**Stated exercise:** Return every line of the material exactly.

------------

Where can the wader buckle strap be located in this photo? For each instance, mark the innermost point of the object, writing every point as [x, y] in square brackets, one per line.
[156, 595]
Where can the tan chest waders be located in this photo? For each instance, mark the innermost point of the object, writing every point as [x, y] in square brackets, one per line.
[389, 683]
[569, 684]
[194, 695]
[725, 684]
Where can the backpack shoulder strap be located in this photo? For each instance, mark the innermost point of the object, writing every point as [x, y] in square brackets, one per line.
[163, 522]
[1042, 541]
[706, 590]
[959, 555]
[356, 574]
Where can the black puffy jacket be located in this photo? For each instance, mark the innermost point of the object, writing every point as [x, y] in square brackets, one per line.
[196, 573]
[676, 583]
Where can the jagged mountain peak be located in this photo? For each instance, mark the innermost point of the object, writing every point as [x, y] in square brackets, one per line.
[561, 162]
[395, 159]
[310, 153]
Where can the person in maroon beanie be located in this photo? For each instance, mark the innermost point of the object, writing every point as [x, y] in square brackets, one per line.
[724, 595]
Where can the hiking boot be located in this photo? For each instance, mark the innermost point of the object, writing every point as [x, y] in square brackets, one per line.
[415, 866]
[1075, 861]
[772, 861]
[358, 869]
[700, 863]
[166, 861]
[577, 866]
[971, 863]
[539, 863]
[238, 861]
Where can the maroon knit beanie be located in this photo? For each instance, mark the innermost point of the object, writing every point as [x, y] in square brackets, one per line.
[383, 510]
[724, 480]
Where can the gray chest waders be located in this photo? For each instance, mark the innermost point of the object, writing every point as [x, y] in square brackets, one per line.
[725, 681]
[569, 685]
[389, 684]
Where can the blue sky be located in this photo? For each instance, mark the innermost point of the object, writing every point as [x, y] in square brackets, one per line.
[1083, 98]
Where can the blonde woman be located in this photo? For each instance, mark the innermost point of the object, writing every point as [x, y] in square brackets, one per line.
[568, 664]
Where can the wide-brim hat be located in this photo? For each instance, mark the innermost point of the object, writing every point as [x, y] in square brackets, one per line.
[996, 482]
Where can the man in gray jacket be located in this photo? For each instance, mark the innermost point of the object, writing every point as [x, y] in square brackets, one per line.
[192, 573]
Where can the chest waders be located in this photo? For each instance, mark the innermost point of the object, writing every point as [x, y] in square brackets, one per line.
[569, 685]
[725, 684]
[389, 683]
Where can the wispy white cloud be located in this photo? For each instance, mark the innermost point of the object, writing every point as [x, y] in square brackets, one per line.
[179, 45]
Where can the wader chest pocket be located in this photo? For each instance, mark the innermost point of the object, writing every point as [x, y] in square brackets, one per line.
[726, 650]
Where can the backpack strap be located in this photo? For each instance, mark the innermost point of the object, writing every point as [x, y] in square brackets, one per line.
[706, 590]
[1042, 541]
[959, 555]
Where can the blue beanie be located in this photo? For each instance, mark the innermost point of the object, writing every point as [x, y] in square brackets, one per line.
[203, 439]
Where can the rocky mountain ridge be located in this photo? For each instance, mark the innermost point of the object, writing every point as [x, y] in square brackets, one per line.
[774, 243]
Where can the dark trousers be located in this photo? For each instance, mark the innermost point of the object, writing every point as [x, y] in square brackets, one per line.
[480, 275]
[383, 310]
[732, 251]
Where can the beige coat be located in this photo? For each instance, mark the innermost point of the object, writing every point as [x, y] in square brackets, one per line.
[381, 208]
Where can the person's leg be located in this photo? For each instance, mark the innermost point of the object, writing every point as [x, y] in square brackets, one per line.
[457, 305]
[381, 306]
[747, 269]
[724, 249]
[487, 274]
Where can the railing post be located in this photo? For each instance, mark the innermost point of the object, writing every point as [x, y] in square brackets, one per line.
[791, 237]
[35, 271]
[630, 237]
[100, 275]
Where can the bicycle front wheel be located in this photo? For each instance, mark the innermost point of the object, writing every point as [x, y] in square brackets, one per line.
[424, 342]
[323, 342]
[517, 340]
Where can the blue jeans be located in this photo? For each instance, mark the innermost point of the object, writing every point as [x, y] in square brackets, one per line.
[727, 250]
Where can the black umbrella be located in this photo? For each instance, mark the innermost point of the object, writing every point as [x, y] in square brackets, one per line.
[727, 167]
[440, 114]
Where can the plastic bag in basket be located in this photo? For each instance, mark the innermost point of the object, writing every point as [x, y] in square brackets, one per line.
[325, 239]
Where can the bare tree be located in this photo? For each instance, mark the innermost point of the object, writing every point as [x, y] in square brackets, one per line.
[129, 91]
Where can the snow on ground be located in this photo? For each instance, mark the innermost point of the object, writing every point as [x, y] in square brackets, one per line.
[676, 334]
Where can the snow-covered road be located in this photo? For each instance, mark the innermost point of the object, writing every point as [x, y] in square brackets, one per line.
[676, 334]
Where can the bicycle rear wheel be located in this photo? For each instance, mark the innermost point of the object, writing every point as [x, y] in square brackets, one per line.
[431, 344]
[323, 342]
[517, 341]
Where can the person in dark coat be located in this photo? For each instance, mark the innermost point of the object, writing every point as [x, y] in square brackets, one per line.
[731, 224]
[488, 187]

------------

**Result for this task:**
Where can the wader buckle strap be located in this photo? For each instance, mark the innermost point of the object, writing every point as [x, y] in square brackets, one per line.
[156, 595]
Where can the tan chest waders be located in this photo? For each instance, mark the innermost point of the object, writing every point as [x, y] in square brackets, one per line.
[389, 683]
[569, 684]
[194, 695]
[725, 684]
Where can the backpack shoulder strap be located in this photo? For each instance, mark the innermost point of the object, writing every point as [x, y] in square brackets, one per line.
[163, 522]
[1042, 541]
[706, 590]
[959, 555]
[356, 574]
Where can the black puffy jacket be located in this photo? For each instance, mark the innermost point of the object, writing every point as [x, y] in square brackets, one per line.
[196, 573]
[676, 583]
Where can the jagged mountain peak be located in this photo? For each instance, mark the innermost point of the object, writing every point as [x, y] in square brackets, one per line.
[561, 162]
[395, 159]
[310, 153]
Where can the person in maroon beanie be located in this photo? For each instance, mark the innermost point of the object, writing every point as [x, y] in square brackets, one per line.
[724, 595]
Where can the hiking boot be located in this photo? For each instance, mark the innermost point of the object, writing every point as [x, y] in square brackets, one per line.
[415, 866]
[1075, 861]
[772, 861]
[358, 869]
[700, 863]
[166, 861]
[577, 866]
[971, 863]
[539, 863]
[238, 861]
Where can the maroon knit beanie be located in this photo? For each instance, mark the innermost point of the object, writing every point as [x, y] in square brackets, one per line.
[383, 510]
[724, 480]
Where can the gray chest waders be located in this photo? For each instance, mark the innermost point of the object, writing every point as [x, y] in square brackets, one per line.
[725, 681]
[569, 685]
[389, 684]
Where can the blue sky be located in this photo? For each instance, mark the innermost point of the object, writing every point as [x, y] in square brackets, one per line.
[1083, 98]
Where can the blonde woman be located in this photo? For each instance, mark the innermost point of the object, writing every point as [x, y] in square brackets, one per line.
[568, 664]
Where can the wide-brim hat be located in this photo? For each instance, mark the innermost point of the object, writing every point as [x, y] in square brackets, one per line.
[996, 482]
Where can the man in gray jacket be located in this photo? For each instance, mark the innermost point of the object, writing every point as [x, y] in square brackets, one per line.
[192, 573]
Where can the chest waders be located in this photo? For each instance, mark the innermost point of the object, writing every point as [x, y] in square brackets, one per line.
[569, 685]
[725, 684]
[389, 683]
Where can the wispy white cloud be located in this photo? For each instance, mark the innermost point of the object, writing every point as [x, y] in square brackets, one per line.
[179, 45]
Where can the wader chest pocket be located in this photo? For each instance, mark the innermost point of the object, writing every point as [x, y] in square brackets, one per line.
[726, 650]
Where can the backpack strap be located in this photo? For each instance, mark the innermost point of the object, writing every point as [x, y] in square brackets, one per line.
[706, 590]
[1042, 541]
[959, 555]
Where can the blue beanie be located in this photo? For each instance, mark the innermost point of the object, writing every point as [x, y] in square brackets, one per line.
[203, 439]
Where can the rocky mountain ridge be located in this photo? For each instance, mark the innermost point of the object, writing every point as [x, y] in square brackets, one per line.
[774, 243]
Where can the dark trousers be located in this photo? For each instance, mark the innermost point of the object, writing every point as [x, y] in square brackets, one per line.
[480, 275]
[383, 310]
[732, 251]
Where can the beige coat be located in this photo? For each instance, mark the innermost point of the object, writing every point as [x, y] in square brackets, one per line.
[381, 208]
Where can the person's leg be located in this photo? For each instance, mark the innermost point of the object, writing every point as [x, y] in square brackets, one per line.
[457, 305]
[381, 306]
[747, 269]
[724, 249]
[487, 274]
Where can the railing post be located in this photo? For each instance, mark the innermost point of the object, writing every point as [x, y] in square brackets, one per line.
[791, 237]
[35, 271]
[630, 237]
[100, 275]
Where can the bicycle front wheel be located in this photo? For each instance, mark the innermost point of the object, writing every point as [x, y] in square brackets, one per line.
[424, 342]
[323, 342]
[517, 340]
Where can the blue jeans be located in this photo? For each instance, mark the innermost point of the object, writing every point as [x, y] in square brackets, one per line.
[727, 250]
Where can the black umbrella be located in this photo? For each instance, mark the innermost point of the object, writing every point as [x, y] in square brackets, one per line.
[727, 167]
[440, 114]
Where can the plastic bag in basket be located in this photo? For each instance, mark the innermost point of the object, writing every point as [x, y] in square brackets, one per line.
[325, 239]
Where can the bare tree be located in this photo? For each instance, mark the innermost point of the object, writing every point as [x, y] in square brackets, one per line.
[129, 91]
Where can the snow on ground be located in this photo? For each instance, mark the innermost point of the object, writing every point as [x, y] in square brackets, one per line.
[676, 334]
Where can the snow-covered road be located in this photo? For each instance, mark the innermost point of the object, writing every point as [x, y] in square brackets, one per line.
[676, 334]
Where can the bicycle rear wheel be located in this photo? For each instance, mark the innermost point of the object, writing every point as [x, y] in square brackets, one per line.
[431, 344]
[323, 342]
[517, 341]
Where can the person in dark coat be located in this photo? For each instance, mark the innermost point of the object, writing every point as [x, y] in square brackets, one per line.
[731, 224]
[488, 187]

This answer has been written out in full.